**Goal of the exercise:** Pick out every row below that contains the string "cloud", treating uppercase and lowercase letters as different, and copy each of those rows in full.

--- Start of Given entries ---

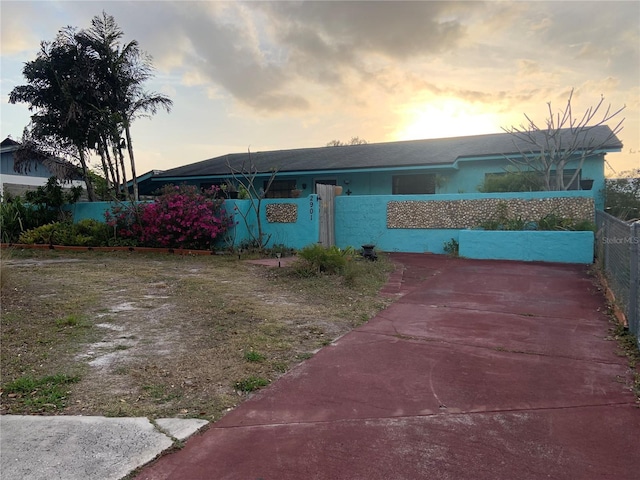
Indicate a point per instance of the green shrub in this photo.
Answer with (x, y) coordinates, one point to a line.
(48, 234)
(452, 247)
(315, 259)
(250, 384)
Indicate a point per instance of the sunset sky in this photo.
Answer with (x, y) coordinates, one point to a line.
(280, 75)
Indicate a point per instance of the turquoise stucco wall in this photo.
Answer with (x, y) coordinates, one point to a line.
(565, 247)
(294, 235)
(362, 220)
(304, 231)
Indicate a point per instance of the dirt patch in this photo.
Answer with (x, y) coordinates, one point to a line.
(165, 335)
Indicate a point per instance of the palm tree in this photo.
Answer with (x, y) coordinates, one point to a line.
(122, 70)
(59, 90)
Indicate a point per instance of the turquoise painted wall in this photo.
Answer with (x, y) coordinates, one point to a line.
(565, 247)
(362, 220)
(294, 235)
(304, 231)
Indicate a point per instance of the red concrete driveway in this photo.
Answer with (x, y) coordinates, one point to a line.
(480, 370)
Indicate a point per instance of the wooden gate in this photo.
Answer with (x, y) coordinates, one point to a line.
(326, 197)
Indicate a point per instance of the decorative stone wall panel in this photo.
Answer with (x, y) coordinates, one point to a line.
(282, 213)
(470, 213)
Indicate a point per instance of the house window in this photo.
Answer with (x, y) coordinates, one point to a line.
(279, 188)
(419, 184)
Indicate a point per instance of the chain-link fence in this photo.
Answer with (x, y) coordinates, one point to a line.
(618, 244)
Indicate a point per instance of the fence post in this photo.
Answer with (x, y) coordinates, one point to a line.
(634, 263)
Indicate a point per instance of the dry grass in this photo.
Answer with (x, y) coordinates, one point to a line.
(163, 335)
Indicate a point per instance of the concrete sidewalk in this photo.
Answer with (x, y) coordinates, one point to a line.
(483, 370)
(84, 448)
(480, 370)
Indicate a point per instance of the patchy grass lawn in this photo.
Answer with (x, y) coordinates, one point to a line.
(130, 334)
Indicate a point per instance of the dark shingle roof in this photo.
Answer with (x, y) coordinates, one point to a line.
(442, 151)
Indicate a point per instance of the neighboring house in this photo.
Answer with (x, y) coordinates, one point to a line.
(17, 181)
(446, 165)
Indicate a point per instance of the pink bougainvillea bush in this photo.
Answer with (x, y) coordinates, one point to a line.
(181, 217)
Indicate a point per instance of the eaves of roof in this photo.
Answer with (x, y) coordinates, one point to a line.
(429, 153)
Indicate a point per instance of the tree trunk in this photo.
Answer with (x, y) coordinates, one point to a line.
(124, 174)
(133, 163)
(85, 175)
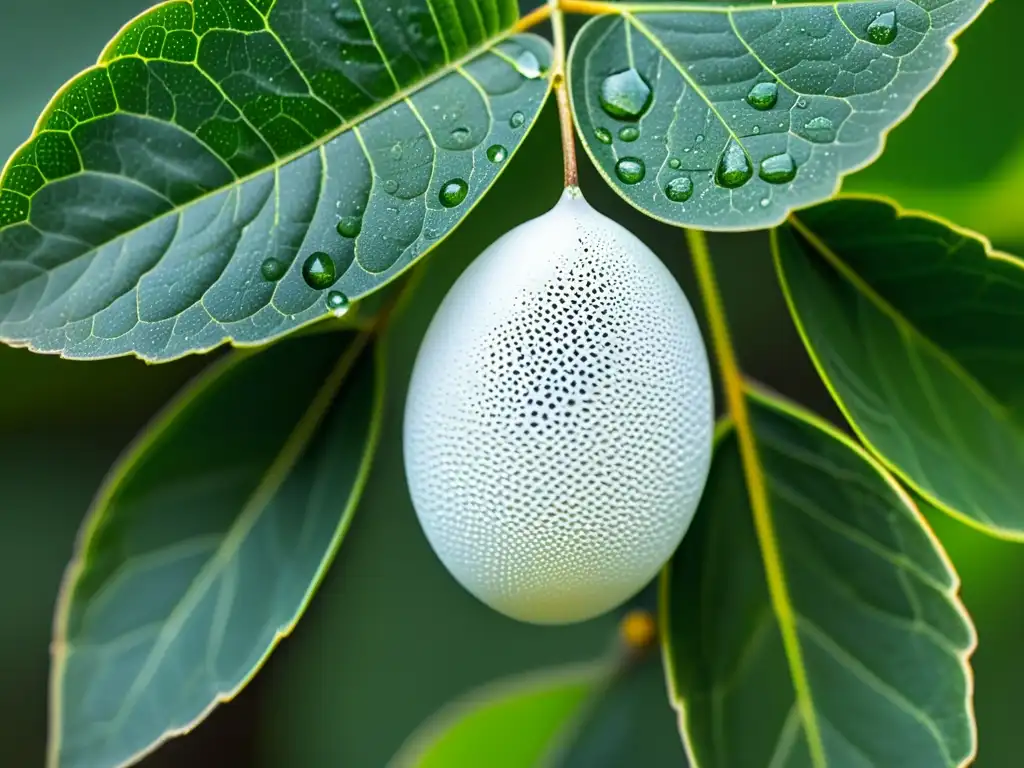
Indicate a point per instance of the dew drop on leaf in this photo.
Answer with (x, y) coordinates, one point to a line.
(349, 226)
(883, 30)
(629, 133)
(272, 269)
(497, 154)
(734, 167)
(679, 189)
(625, 94)
(778, 169)
(318, 270)
(337, 302)
(763, 95)
(819, 129)
(527, 66)
(453, 193)
(630, 170)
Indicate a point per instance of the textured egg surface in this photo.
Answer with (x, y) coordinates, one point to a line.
(558, 427)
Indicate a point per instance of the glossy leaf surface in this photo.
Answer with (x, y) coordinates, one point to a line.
(207, 543)
(747, 111)
(507, 725)
(171, 195)
(918, 329)
(879, 673)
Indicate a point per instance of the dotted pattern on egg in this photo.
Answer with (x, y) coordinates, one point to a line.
(559, 421)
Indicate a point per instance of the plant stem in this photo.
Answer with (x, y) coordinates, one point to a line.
(562, 95)
(732, 383)
(589, 8)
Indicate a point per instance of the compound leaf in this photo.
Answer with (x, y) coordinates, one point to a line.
(862, 660)
(729, 115)
(916, 328)
(207, 542)
(171, 195)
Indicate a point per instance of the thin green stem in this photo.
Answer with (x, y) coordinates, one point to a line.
(562, 96)
(732, 384)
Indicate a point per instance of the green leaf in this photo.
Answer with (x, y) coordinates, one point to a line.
(916, 327)
(754, 111)
(207, 542)
(506, 725)
(213, 136)
(629, 723)
(877, 673)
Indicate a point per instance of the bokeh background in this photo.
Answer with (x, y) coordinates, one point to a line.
(389, 637)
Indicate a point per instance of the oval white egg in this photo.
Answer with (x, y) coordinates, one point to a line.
(558, 427)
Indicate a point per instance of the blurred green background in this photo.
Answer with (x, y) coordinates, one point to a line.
(389, 637)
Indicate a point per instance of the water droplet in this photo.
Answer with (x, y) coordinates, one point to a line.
(734, 167)
(318, 271)
(453, 193)
(272, 269)
(527, 66)
(763, 95)
(778, 169)
(337, 302)
(883, 30)
(679, 189)
(630, 170)
(625, 94)
(629, 133)
(349, 226)
(819, 129)
(497, 154)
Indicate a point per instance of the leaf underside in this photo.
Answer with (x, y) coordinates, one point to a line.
(207, 544)
(839, 90)
(916, 328)
(883, 638)
(211, 137)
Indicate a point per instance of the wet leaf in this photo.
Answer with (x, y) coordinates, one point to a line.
(207, 542)
(763, 108)
(225, 165)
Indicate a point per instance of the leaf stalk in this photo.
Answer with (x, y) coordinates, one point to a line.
(734, 388)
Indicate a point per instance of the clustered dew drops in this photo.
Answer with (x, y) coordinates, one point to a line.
(627, 95)
(558, 427)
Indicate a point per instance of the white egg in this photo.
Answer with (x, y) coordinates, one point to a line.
(558, 427)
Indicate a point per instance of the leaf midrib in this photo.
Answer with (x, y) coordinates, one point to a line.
(901, 322)
(283, 463)
(279, 163)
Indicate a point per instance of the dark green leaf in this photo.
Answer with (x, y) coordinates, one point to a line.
(507, 725)
(916, 328)
(172, 194)
(762, 109)
(207, 542)
(628, 724)
(876, 673)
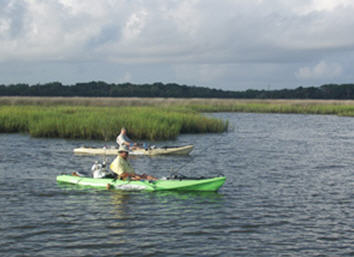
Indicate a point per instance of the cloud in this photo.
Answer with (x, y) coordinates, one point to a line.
(224, 43)
(322, 70)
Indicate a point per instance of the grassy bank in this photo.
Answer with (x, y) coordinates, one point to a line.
(336, 107)
(150, 123)
(145, 118)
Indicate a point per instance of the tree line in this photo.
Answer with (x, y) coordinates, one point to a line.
(103, 89)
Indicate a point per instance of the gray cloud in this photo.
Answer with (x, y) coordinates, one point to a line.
(223, 44)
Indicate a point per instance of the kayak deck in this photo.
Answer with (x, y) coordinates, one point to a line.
(179, 150)
(208, 184)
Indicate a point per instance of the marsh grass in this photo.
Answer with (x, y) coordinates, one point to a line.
(79, 122)
(145, 118)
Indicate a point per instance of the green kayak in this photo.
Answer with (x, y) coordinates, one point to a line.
(207, 184)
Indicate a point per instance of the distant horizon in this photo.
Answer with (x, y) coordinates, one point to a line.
(169, 83)
(228, 45)
(159, 89)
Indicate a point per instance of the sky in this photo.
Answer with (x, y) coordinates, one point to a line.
(224, 44)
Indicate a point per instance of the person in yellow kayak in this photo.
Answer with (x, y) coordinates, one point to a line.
(122, 167)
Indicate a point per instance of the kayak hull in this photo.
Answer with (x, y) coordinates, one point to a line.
(209, 184)
(180, 150)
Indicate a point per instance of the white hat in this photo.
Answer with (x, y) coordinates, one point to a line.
(123, 148)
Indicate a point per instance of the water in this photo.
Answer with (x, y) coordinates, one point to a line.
(289, 192)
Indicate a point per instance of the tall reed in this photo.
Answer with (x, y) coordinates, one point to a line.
(150, 123)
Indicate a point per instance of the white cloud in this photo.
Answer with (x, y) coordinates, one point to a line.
(320, 71)
(206, 36)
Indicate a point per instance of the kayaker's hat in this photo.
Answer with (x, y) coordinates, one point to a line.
(123, 148)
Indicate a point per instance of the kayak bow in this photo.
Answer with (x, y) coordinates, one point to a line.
(208, 184)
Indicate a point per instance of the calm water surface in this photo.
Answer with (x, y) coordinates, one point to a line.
(289, 192)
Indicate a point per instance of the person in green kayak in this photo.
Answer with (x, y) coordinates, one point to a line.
(122, 167)
(123, 139)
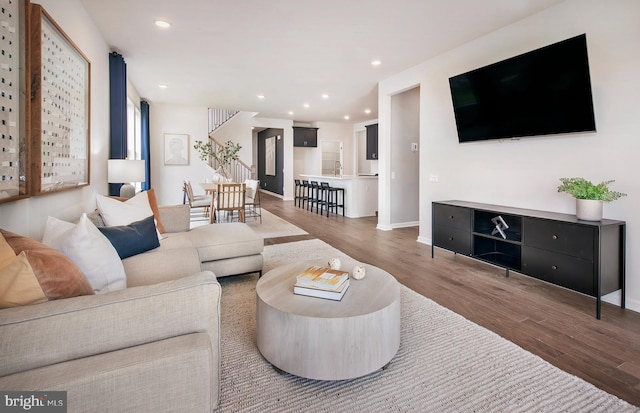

--- End of Given entries ---

**Complete output:**
Indicate a point per instance of the cloud in this photo.
Indicate a point per instance of the gray cloud in this photo.
Indicate a point per instance of the white cloud in this photo.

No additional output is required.